Your objective:
The response must contain every line of the records that follow, duplicated exactly.

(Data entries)

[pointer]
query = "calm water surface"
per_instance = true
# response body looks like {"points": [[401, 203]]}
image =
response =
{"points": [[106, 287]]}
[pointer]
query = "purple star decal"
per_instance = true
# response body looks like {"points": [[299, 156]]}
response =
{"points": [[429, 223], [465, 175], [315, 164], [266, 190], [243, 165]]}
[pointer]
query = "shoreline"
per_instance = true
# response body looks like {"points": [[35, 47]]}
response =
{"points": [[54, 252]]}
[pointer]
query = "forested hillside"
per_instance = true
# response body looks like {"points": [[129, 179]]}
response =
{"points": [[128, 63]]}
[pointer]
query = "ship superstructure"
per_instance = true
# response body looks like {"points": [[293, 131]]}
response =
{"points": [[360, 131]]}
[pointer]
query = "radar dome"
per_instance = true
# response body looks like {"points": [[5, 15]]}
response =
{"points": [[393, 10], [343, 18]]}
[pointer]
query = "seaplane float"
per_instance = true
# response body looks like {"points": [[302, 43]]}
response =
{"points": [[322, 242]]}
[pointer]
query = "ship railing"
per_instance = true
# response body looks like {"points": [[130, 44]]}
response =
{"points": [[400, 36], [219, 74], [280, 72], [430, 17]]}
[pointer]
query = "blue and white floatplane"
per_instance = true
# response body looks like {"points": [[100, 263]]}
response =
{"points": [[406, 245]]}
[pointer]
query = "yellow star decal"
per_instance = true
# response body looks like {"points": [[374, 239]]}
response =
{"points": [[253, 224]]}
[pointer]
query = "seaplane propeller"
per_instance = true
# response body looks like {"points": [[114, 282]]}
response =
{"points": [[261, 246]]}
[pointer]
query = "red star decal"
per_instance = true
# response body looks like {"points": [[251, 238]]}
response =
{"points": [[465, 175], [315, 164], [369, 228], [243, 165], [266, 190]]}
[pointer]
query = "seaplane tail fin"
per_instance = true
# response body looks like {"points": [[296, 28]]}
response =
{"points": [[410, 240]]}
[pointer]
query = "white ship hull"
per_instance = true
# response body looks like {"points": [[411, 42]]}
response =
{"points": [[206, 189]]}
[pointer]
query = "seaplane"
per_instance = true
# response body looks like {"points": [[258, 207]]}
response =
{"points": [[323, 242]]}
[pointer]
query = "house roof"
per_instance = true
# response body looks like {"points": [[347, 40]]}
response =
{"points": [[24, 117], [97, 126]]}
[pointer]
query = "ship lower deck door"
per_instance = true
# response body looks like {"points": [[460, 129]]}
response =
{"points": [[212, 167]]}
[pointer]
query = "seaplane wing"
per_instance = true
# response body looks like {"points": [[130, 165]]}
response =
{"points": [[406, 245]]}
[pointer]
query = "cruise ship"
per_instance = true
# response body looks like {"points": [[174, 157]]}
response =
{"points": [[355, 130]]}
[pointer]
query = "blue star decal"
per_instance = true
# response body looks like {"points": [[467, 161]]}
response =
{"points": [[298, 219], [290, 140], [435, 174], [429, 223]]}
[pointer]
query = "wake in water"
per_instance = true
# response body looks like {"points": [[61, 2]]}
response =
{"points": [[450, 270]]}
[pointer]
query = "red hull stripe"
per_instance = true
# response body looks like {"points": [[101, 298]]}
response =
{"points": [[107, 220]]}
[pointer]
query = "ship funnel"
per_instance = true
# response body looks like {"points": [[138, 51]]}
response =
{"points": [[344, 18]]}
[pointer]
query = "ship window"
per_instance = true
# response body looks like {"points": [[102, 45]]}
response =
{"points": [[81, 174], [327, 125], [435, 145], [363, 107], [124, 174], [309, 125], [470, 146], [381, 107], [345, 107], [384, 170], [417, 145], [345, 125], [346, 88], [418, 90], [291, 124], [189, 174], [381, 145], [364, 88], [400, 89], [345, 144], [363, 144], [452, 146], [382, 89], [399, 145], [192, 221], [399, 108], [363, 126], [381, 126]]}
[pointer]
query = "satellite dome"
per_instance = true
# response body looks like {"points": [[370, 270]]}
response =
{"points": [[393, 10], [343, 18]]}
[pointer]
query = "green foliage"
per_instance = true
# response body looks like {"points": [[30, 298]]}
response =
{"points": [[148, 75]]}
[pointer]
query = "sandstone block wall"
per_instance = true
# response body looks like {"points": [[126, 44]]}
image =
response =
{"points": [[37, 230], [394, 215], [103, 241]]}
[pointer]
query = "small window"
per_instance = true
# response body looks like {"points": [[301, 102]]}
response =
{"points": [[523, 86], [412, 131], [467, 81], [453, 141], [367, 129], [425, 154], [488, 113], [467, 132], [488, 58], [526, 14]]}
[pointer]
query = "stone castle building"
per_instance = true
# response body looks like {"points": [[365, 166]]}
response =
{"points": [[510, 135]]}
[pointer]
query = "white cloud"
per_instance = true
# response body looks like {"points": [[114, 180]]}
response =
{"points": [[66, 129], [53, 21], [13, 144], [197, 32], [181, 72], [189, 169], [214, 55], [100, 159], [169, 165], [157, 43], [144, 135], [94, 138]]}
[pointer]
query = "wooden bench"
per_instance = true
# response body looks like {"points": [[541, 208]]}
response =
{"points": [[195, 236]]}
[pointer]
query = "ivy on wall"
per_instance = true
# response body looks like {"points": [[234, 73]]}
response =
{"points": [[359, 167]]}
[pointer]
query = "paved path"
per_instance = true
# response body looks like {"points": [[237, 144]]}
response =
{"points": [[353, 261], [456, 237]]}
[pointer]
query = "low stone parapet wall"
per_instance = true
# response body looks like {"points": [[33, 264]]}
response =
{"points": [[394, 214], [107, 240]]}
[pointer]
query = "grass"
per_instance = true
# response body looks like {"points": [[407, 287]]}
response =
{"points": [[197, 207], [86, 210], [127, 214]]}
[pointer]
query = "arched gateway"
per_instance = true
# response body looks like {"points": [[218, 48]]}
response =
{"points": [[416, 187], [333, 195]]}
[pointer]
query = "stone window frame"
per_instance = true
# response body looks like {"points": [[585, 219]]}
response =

Response below:
[pointer]
query = "calm water surface"
per_instance = true
# response body looks like {"points": [[401, 203]]}
image =
response =
{"points": [[106, 287]]}
[pointer]
query = "purple star decal"
per_instance = true
# response body looks like {"points": [[299, 156]]}
response =
{"points": [[429, 223], [465, 175], [315, 164], [266, 190], [243, 165]]}
[pointer]
query = "shoreline"
per_instance = true
# response body looks like {"points": [[35, 47]]}
response =
{"points": [[54, 252]]}
[pointer]
query = "forested hillside"
per_instance = true
# response body looks like {"points": [[129, 179]]}
response =
{"points": [[128, 63]]}
[pointer]
query = "ship superstructure"
per_instance = true
# response body looks like {"points": [[293, 131]]}
response =
{"points": [[360, 131]]}
[pointer]
query = "radar dome"
per_instance = true
# response body looks like {"points": [[5, 15]]}
response =
{"points": [[393, 10], [343, 18]]}
[pointer]
query = "seaplane float"
per_instance = true
# response body looks like {"points": [[302, 43]]}
response =
{"points": [[322, 242]]}
[pointer]
query = "ship railing"
per_instance = true
# response body looks like {"points": [[130, 44]]}
response =
{"points": [[400, 36], [219, 74], [280, 72], [430, 17]]}
[pointer]
query = "blue and white floatplane"
per_instance = true
# response body looks like {"points": [[100, 263]]}
response =
{"points": [[406, 245]]}
[pointer]
query = "yellow star decal"
per_instance = true
# response body looks like {"points": [[374, 239]]}
response =
{"points": [[253, 224]]}
[pointer]
query = "seaplane propeller"
per_instance = true
# response body looks like {"points": [[114, 282]]}
response =
{"points": [[261, 246]]}
[pointer]
query = "red star decal"
per_instance = true
# response body looks like {"points": [[251, 238]]}
response =
{"points": [[465, 175], [315, 164], [369, 228], [243, 165], [266, 190]]}
[pointer]
query = "seaplane tail fin"
per_instance = true
# response body looks like {"points": [[296, 28]]}
response =
{"points": [[410, 240]]}
[pointer]
query = "white ship hull"
per_instance = true
# response body looks like {"points": [[411, 42]]}
response =
{"points": [[206, 189]]}
[pointer]
query = "seaplane"
per_instance = true
# response body looks like {"points": [[258, 207]]}
response =
{"points": [[323, 242]]}
[pointer]
query = "house roof"
per_instance = true
# response body looks like {"points": [[347, 40]]}
response =
{"points": [[24, 117], [97, 126]]}
[pointer]
query = "ship lower deck door"
per_instance = true
# response body looks like {"points": [[460, 129]]}
response =
{"points": [[212, 167]]}
[pointer]
query = "seaplane wing"
per_instance = true
# response body looks like {"points": [[130, 165]]}
response =
{"points": [[406, 245]]}
[pointer]
query = "cruise ship"
per_instance = true
# response body looks like {"points": [[174, 157]]}
response =
{"points": [[355, 130]]}
[pointer]
query = "blue star decal"
per_instance = true
# response body looks like {"points": [[467, 161]]}
response =
{"points": [[298, 219], [290, 140], [435, 174], [429, 223]]}
[pointer]
query = "wake in water"
per_instance = true
# response body looks like {"points": [[61, 2]]}
response =
{"points": [[450, 270]]}
[pointer]
query = "red hull stripe"
per_instance = true
# response body looks like {"points": [[101, 298]]}
response =
{"points": [[107, 220]]}
[pointer]
query = "ship funnel"
per_instance = true
# response body looks like {"points": [[138, 51]]}
response =
{"points": [[344, 18]]}
[pointer]
query = "ship window"
per_instance = true
# response body looks like {"points": [[102, 45]]}
response =
{"points": [[81, 174], [327, 125], [435, 145], [363, 107], [124, 174], [309, 125], [470, 146], [381, 107], [345, 107], [384, 170], [417, 145], [345, 125], [346, 88], [418, 90], [291, 124], [189, 174], [381, 145], [364, 88], [400, 89], [345, 144], [363, 144], [452, 146], [382, 89], [399, 145], [192, 221], [399, 108], [363, 126], [381, 126]]}
[pointer]
query = "satellite dome"
per_instance = true
# response body looks like {"points": [[370, 270]]}
response =
{"points": [[393, 10], [343, 18]]}
[pointer]
query = "green foliage"
per_instance = true
# response body looks like {"points": [[30, 298]]}
response =
{"points": [[148, 75]]}
[pointer]
query = "sandstone block wall"
per_instance = true
# response body looks like {"points": [[126, 44]]}
image =
response =
{"points": [[37, 230], [394, 215], [103, 241]]}
[pointer]
query = "small window"
per_instance = true
# response body looks like {"points": [[301, 102]]}
response =
{"points": [[523, 86], [412, 131], [467, 81], [453, 141], [367, 129], [425, 154], [488, 113], [467, 132], [488, 58], [526, 14]]}
[pointer]
query = "stone castle building"
per_instance = true
# response body looks like {"points": [[365, 166]]}
response =
{"points": [[510, 135]]}
[pointer]
query = "white cloud"
per_instance = true
# response body looks like {"points": [[114, 180]]}
response =
{"points": [[66, 129], [53, 21], [13, 144], [197, 32], [181, 72], [189, 169], [214, 55], [100, 159], [169, 165], [157, 43], [144, 135], [94, 138]]}
[pointer]
query = "wooden bench"
per_instance = true
# response body looks like {"points": [[541, 208]]}
response =
{"points": [[195, 236]]}
[pointer]
query = "ivy on wall"
per_instance = true
# response body looks like {"points": [[234, 73]]}
response =
{"points": [[359, 167]]}
[pointer]
query = "paved path"
per_instance = true
# response body looks like {"points": [[237, 144]]}
response =
{"points": [[353, 261], [456, 237]]}
[pointer]
query = "low stone parapet wall"
per_instance = true
# response body looks like {"points": [[33, 264]]}
response =
{"points": [[394, 214], [107, 240]]}
[pointer]
query = "grass"
per_instance = true
# response body looks like {"points": [[407, 287]]}
response =
{"points": [[197, 207], [86, 210], [127, 214]]}
[pointer]
query = "arched gateway"
per_instance = true
# response body looks like {"points": [[218, 48]]}
response =
{"points": [[416, 187], [333, 195]]}
[pointer]
query = "stone window frame"
per_instance = true
# response body looks like {"points": [[585, 219]]}
response =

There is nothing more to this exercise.